- Текст для чтения -
***

Рассказывать для учителей привычно и в удовольствие. Их речь, гладкая, как галька, отшлифованная образованием. Прекрасно скользит по поверхности. Прыг, прыг… еще раз прыг… А потом– камнем на дно.

* * *

Учитель не может быть с учениками на равных, потому что они всегда главнее. А он только старше.

* * *

Не загоняйте себя в ловушку: не разговаривайте с детьми ультиматумами.

* * *

Один из самых больших комплиментов от бывших учеников, который может услышать учитель, что он всегда думал о них намного лучше, чем было на самом деле, и им вольно или невольно приходилось соответствовать образу. Вопрос в том, что в первую очередь человек видит в другом – червоточинку или изюминку?

* * *

Почему идеальные представления об учителе и учительском долге приходят на ум, когда мы – вне детей, но как только мы с ними, получается по-другому?..

***

- Исходные данные -
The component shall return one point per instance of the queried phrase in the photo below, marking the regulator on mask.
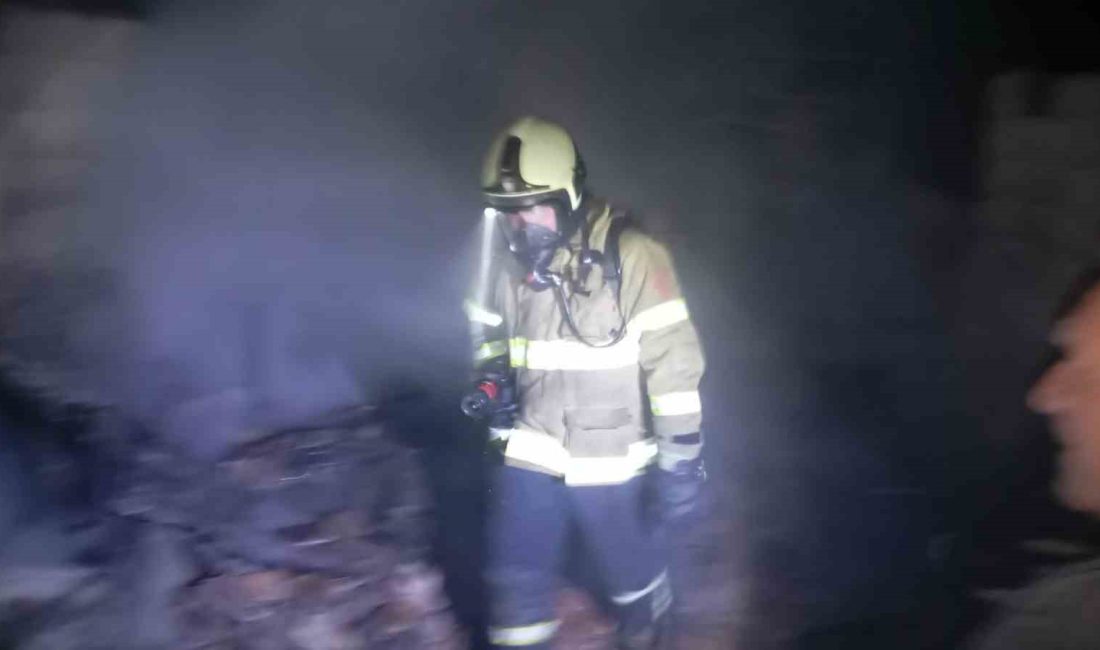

***

- Условие задания -
Согласуются ли с текстом об учителях приведенные ниже утверждения? На каждое ответьте «да» или «нет» и дословно процитируйте слова текста, которые это решают.
1. Учитель может быть с учениками на равных.
2. Автор советует не разговаривать с детьми ультиматумами.
3. Речь учителей сравнивается с галькой.

- Результат выполнения -
1. Нет: «Учитель не может быть с учениками на равных, потому что они всегда главнее».
2. Да: «не разговаривайте с детьми ультиматумами».
3. Да: «Их речь, гладкая, как галька».